— TASK PROMPT —
Transcribe the passage of the article on late payments and credit starting at "Understanding the Derogatory" and ending at "harsh collection tactics.".

— PAGE EXTRACT —
"""
Late Payments Lower Your Score — And Could Prevent You From Getting a New Apartment
You were late on a bill or two last month, so what, right? While it’s true a late payment here or there probably won’t hurt your credit score too much, multiple late payments (even if it is within just one month) could do significantly damage. It’s important to pay your bills on time for good credit and for getting a new apartment. Apartment managers look at your credit score as well as your payment history to determine if you will be a reliable tenant, which means too many late payments could mean no new apartment for you.
The Myth About Late Payments
There is a common misconception out there that late payments don’t affect your credit score. But the truth of the matter is they do. Yes, if you catch up before the late payments are reported, you might get away with those late payments and no damage to your credit report, but frequently late payments can slowly damage your credit score over time — and take twice as long to repair.
Understanding the Derogatory Differences
Any late payments that are over 90 days late are considered major derogatory marks on your credit report and anything under 90 days is considered minor. If you have any major defaults, which is usually after 90 days — depending on the creditor — you’ll see a drop in your credit score. Also, credit accounts that are over 90 days past due often are sent to third party collectors and could lead to foreclosure, tax liens, judgments and harsh collection tactics.
Your Score and Credit History
It’s not just your credit score that you have to worry about. Apartment managers look at your overall credit history report. Even a good score could be denied if you have a history of late payments. Late payments are indicators that you handle your finances poorly and are unreliable — something apartment managers don’t want to see in tenants about to sign a lease with them.
What You Can Do
If you have late payments, sometimes you can talk with the creditor and see about reducing the days or erasing them. Even if the creditor won’t remove the late payment mark, you may have an excuse as to why you were late on your payments that month — such as a loss of job, medical emergency, etc. Regardless, have your reason and documentation proving that reason ready when you apply for a new apartment. Some apartment managers can override a poor credit score or history, especially if you have proof as to why this happened and you have a few months or years of positive payment history after that event.
If you are having trouble paying your bills, you may need financial counseling. It’s important to pay your bills on time and stick to a budget that is realistic. Limit your spending, track your finance and set up automatic payments or bill pay reminders so that you can reduce the number of late payments you have on your credit report.
"""
— Saved entries —
"""
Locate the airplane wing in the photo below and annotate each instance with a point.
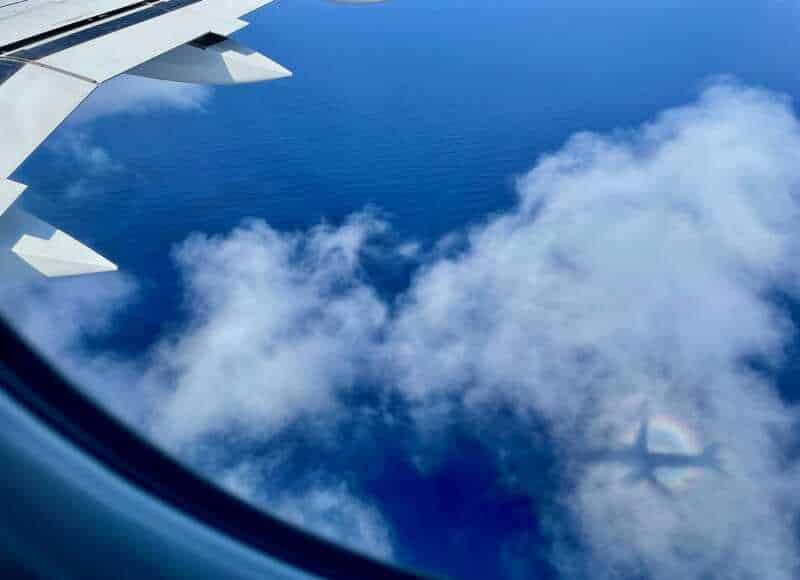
(55, 53)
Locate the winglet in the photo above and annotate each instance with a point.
(60, 255)
(25, 240)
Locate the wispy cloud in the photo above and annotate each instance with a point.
(127, 94)
(637, 266)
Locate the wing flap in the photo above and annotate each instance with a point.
(107, 56)
(33, 102)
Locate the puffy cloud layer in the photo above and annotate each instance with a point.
(637, 267)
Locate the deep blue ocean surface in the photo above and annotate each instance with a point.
(427, 110)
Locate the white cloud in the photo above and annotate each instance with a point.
(279, 322)
(637, 267)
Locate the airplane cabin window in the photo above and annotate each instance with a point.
(401, 289)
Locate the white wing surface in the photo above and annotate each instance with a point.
(54, 53)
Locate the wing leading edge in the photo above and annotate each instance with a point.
(44, 77)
"""
— RESULT —
Understanding the Derogatory Differences
Any late payments that are over 90 days late are considered major derogatory marks on your credit report and anything under 90 days is considered minor. If you have any major defaults, which is usually after 90 days — depending on the creditor — you’ll see a drop in your credit score. Also, credit accounts that are over 90 days past due often are sent to third party collectors and could lead to foreclosure, tax liens, judgments and harsh collection tactics.